- _What this task involves_
Copy out the items word for word, beginning with the line that contains "Where can the outstretched" and continuing through the line that contains "[[218, 60], [200, 48]]".

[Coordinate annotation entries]
────────────────

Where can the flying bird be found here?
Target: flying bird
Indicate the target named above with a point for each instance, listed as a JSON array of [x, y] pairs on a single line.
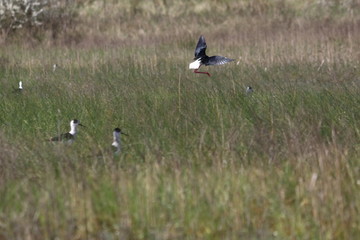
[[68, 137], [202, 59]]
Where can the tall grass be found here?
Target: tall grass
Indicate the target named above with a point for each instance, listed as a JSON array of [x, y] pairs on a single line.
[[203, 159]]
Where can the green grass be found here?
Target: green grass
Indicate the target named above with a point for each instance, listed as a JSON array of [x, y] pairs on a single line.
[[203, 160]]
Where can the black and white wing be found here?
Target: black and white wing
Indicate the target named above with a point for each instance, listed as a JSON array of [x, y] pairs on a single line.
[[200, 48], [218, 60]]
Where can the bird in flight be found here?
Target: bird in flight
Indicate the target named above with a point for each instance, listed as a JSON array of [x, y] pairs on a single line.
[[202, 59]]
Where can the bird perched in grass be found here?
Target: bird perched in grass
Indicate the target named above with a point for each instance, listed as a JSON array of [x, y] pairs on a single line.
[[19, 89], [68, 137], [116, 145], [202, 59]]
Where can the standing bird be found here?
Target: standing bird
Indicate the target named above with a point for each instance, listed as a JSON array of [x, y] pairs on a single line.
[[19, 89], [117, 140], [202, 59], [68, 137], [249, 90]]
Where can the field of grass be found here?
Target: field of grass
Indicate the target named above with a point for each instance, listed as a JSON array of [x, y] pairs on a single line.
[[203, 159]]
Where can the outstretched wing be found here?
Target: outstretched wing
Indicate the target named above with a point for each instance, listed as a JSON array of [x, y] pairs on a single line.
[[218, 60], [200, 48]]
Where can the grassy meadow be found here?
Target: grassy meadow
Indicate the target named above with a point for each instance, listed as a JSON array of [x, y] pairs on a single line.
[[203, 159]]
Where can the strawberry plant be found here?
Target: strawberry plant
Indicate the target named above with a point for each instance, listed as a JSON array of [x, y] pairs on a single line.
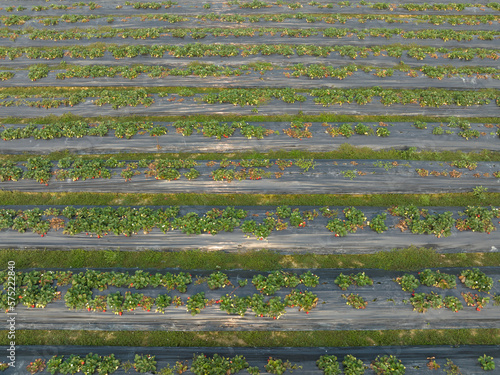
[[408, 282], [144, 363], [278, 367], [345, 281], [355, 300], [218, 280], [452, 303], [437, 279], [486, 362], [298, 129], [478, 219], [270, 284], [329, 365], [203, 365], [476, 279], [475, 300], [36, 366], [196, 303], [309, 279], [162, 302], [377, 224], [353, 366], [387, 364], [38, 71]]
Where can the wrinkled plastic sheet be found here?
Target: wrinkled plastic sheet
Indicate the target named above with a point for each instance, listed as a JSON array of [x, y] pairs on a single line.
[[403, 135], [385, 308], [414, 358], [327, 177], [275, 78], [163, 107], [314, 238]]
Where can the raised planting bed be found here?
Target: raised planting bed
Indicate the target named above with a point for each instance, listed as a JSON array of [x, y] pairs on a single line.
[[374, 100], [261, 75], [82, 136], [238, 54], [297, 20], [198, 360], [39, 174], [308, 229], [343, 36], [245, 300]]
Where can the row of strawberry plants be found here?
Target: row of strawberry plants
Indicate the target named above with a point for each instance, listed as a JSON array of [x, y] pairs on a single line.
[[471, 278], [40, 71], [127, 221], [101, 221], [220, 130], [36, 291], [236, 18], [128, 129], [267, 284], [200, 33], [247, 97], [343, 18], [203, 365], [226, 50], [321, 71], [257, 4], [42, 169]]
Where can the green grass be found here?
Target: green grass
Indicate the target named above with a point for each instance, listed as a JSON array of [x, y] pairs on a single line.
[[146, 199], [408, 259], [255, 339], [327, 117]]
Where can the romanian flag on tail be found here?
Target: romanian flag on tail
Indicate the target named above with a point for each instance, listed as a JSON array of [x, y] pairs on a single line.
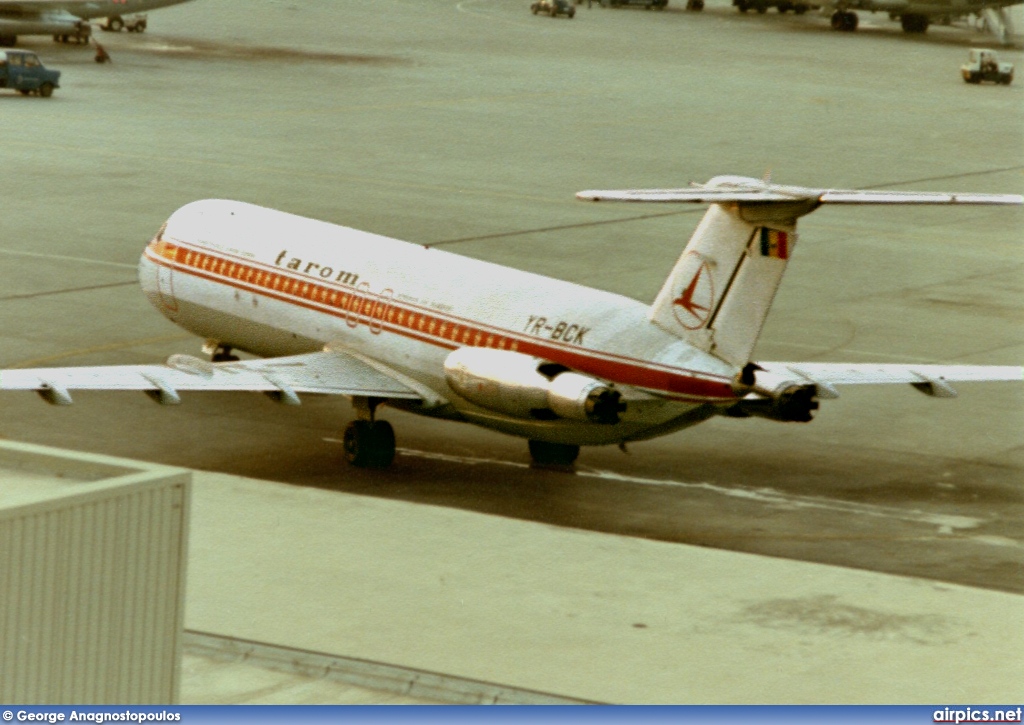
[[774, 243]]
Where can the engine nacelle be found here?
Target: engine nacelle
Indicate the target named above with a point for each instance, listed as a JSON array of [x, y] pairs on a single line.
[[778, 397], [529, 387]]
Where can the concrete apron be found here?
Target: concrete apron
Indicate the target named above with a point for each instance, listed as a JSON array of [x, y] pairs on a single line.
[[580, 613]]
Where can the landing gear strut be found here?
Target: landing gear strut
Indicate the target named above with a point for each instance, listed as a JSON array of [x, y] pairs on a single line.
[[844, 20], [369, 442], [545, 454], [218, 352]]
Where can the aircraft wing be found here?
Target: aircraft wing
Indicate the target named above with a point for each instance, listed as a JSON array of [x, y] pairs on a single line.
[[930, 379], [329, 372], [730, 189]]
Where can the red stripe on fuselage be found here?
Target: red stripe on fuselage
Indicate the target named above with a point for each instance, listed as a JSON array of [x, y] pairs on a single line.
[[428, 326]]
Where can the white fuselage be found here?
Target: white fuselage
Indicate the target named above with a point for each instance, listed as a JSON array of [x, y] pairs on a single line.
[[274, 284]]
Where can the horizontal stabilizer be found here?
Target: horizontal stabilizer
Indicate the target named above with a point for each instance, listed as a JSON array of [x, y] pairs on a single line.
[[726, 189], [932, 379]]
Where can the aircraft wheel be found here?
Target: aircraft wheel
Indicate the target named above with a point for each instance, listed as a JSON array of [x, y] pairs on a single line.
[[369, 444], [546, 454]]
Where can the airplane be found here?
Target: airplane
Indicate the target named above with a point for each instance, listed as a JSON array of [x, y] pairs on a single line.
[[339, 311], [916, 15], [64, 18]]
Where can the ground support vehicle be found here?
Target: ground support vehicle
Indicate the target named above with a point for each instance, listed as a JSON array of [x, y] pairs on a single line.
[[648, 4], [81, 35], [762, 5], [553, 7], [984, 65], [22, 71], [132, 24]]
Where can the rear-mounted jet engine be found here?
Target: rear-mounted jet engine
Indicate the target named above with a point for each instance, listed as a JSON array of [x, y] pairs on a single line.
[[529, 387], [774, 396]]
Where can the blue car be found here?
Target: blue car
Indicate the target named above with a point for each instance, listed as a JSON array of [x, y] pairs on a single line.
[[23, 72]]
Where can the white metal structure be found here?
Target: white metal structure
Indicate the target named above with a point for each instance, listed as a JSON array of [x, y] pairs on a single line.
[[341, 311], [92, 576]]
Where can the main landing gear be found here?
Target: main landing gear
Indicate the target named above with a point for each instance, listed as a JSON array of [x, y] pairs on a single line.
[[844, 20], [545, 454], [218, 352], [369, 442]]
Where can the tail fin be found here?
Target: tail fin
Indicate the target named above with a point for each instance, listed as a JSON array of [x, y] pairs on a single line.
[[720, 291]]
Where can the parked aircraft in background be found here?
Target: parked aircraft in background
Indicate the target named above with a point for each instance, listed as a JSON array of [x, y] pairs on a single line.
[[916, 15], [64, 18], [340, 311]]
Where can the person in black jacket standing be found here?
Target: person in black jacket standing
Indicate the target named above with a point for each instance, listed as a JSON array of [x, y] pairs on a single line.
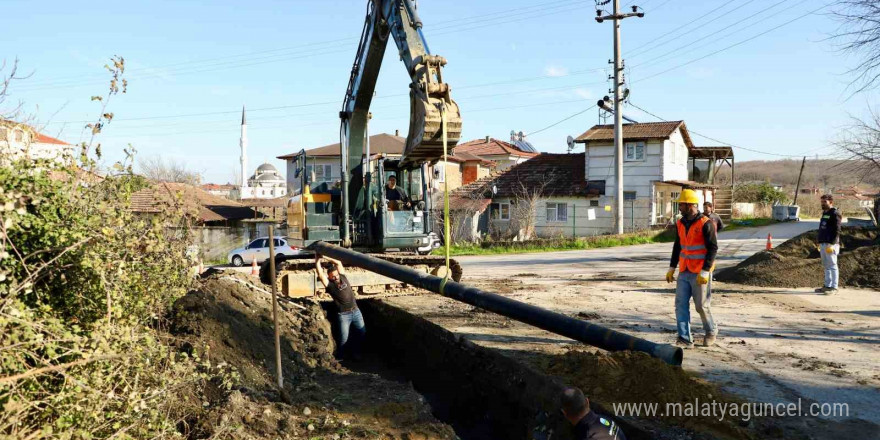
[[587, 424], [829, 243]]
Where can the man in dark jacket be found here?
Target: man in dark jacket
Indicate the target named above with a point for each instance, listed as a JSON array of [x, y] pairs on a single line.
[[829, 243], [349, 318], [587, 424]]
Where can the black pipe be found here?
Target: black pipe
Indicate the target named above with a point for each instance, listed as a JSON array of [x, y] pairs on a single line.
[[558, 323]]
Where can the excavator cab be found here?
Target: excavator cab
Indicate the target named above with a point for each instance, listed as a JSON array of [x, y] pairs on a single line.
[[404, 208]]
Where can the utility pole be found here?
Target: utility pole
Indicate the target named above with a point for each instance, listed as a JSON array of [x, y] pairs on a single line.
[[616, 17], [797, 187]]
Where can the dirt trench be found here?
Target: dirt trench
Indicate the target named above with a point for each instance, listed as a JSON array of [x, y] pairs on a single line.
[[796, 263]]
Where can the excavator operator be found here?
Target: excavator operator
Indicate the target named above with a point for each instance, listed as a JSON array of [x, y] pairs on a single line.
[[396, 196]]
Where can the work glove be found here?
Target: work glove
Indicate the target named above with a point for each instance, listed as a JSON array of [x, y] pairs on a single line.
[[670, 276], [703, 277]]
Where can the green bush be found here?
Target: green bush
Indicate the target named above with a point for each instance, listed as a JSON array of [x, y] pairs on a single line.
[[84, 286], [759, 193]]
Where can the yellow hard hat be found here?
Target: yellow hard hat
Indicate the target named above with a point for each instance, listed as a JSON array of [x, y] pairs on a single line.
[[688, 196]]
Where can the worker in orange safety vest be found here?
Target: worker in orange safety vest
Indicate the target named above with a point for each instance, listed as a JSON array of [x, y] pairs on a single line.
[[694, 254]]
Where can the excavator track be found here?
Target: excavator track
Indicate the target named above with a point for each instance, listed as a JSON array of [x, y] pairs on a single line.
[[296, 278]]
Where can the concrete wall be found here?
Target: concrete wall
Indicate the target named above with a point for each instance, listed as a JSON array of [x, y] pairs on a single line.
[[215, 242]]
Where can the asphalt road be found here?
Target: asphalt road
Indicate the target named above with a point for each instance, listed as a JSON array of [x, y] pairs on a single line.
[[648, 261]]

────────────────

- _Solution for this problem_
Where can the outstretched wing be found here?
Target: outstretched wing
Indicate the target named above with a point for each instance, listed as a JSON array of [x, y] pairs on a single line.
[[218, 60], [200, 48]]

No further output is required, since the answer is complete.